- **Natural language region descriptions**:
=== Begin Enclosure ===

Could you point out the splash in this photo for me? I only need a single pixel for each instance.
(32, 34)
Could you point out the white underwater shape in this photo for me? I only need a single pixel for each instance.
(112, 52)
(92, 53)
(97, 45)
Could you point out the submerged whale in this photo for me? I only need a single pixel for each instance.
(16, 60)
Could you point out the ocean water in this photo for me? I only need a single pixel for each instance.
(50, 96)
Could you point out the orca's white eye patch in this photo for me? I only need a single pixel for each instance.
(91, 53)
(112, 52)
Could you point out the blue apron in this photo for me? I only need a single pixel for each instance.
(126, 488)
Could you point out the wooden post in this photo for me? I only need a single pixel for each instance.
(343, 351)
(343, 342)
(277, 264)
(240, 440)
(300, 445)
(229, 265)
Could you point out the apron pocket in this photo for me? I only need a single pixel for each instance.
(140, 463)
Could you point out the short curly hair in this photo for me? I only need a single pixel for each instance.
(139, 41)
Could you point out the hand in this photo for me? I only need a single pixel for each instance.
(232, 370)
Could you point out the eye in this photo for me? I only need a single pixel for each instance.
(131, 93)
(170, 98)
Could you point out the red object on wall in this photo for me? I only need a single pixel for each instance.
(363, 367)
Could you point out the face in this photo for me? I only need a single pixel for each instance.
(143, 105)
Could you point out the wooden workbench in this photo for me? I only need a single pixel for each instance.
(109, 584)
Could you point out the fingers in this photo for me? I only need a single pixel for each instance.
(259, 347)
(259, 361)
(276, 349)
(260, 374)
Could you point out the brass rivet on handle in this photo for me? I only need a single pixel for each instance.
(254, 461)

=== End Enclosure ===

- **Description of the task**: From the line containing "Could you point out the brass" through the last line of the records above, reproduce every line exactly.

- **Written response**:
Could you point out the brass rivet on handle in this photo for me? I only need a single pixel for each instance.
(254, 461)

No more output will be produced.